**INSTRUÇÃO:** Explique, em uma a três frases, por que razão os homens do IRA acabam fuzilados segundo o excerto sobre «A Filha de Ryan».

**EXCERTO PARA LER:**
>>>

Foi por alturas da exibição de “A Filha de Ryan”,
penso que no Canal Memória, que se falou de Manoel de Oliveira, que está doente
mas a quem se auguram mais filmes, tal a sua persistência em longevidade e criatividade
filmográfica.
Eu fui entusiasta no elogio ao filme de David Lean, que já
vira várias vezes no Canal Hollywood sem tradução, e sempre me maravilhara o
poderoso de um filme quer na acção eloquente e épica, quer na força anímica da
paisagem irlandesa, quer no desempenho extraordinário das várias figuras de um
enredo de paixão interdita – da jovem Rosy, casada com um ex-professor, viúvo sério
e bem formado, pelo belo e triste major britânico defensor dos irlandeses da aldeia
contra os alemães, durante a primeira guerra mundial num ambiente de
hostilidade da maioria dos habitantes, adeptos do IRA, contra o usurpador
inglês, quer na acção dos populares, e sobretudo das mulheres, exaltadas,
mexeriqueiras e invejosas da beleza e graciosidade de Rosy, e contra ela se vingando,
pretextando um acto de traição de que esta era inocente, mas lutando
valentemente ao lado dos homens do Ira, que acabarão fuzilados, por denúncia
conivente e pacifista do pai de Rosy, que aceita cobardemente a imerecida acusação contra
sua “princesa”. Sobressai o papel do deficiente Michel, extraordinariamente
desempenhado por John Mills, que lhe mereceu um Óscar, a do padre Collins,
mediador, humano, tão irascível contra as alcoviteiras atrevidas da aldeia,
como contra as tendências de liberdade, temperadas com as suas angústias e
dúvidas sobre a sua própria sensatez, da adolescente Rosy. Impecável a actuação
do nobre professor, como a do traumatizado major, ferido anteriormente em
combate.
Um extenso filme prendendo
até ao fim, no encantamento de actuações, paisagens, enredo, movimento,
veracidade.

<<<

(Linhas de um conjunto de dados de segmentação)
>>>

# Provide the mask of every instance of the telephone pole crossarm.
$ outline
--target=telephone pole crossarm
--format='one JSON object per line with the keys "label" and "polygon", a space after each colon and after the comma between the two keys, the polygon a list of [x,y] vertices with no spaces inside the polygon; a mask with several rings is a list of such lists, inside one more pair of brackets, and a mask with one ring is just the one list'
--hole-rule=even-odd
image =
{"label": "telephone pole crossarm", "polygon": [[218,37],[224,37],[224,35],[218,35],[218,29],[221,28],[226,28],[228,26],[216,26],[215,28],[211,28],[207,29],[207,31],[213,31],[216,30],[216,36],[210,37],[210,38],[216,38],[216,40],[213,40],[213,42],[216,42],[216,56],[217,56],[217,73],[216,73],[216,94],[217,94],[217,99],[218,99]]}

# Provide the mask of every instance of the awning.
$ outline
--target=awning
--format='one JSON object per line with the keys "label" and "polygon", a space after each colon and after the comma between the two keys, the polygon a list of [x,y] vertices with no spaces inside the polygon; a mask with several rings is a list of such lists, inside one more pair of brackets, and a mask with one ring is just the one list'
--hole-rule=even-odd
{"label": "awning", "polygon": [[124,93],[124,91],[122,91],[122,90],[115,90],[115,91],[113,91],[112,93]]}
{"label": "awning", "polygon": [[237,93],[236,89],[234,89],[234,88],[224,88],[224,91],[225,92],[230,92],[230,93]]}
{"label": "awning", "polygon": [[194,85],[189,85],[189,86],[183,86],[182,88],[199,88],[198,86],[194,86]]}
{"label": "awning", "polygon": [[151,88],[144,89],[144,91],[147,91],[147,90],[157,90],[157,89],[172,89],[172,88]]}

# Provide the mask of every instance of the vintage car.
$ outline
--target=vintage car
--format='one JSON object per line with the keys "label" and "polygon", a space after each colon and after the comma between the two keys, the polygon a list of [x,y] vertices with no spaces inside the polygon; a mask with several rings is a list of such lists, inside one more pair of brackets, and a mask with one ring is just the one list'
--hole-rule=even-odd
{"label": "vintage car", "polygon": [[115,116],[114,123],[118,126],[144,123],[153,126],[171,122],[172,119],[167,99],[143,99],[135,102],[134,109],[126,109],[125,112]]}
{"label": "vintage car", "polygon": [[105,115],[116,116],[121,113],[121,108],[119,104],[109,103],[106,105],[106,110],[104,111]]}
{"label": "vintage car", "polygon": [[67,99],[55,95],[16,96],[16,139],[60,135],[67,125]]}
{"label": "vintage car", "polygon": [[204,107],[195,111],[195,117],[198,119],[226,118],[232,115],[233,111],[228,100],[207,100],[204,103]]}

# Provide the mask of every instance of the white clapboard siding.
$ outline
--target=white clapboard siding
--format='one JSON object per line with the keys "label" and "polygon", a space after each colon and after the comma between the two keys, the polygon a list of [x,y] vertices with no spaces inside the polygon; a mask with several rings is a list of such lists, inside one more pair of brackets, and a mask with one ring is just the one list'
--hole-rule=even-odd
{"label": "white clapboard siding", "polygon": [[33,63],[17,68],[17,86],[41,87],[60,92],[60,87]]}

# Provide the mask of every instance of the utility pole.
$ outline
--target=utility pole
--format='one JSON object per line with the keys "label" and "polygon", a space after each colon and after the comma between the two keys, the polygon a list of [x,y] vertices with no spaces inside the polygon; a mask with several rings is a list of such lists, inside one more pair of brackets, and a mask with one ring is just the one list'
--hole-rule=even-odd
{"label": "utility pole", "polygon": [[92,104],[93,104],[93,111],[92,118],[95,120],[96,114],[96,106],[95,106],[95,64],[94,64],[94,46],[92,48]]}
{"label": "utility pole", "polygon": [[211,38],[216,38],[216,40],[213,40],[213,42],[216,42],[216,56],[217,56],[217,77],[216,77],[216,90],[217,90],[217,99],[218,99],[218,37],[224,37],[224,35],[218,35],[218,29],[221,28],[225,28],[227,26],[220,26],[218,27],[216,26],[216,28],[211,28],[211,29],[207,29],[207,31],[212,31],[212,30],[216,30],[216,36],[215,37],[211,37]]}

<<<

**RESPOSTA ESCRITA:** Os homens do IRA acabam fuzilados por causa de uma denúncia do pai de Rosy, que o texto qualifica de conivente e pacifista.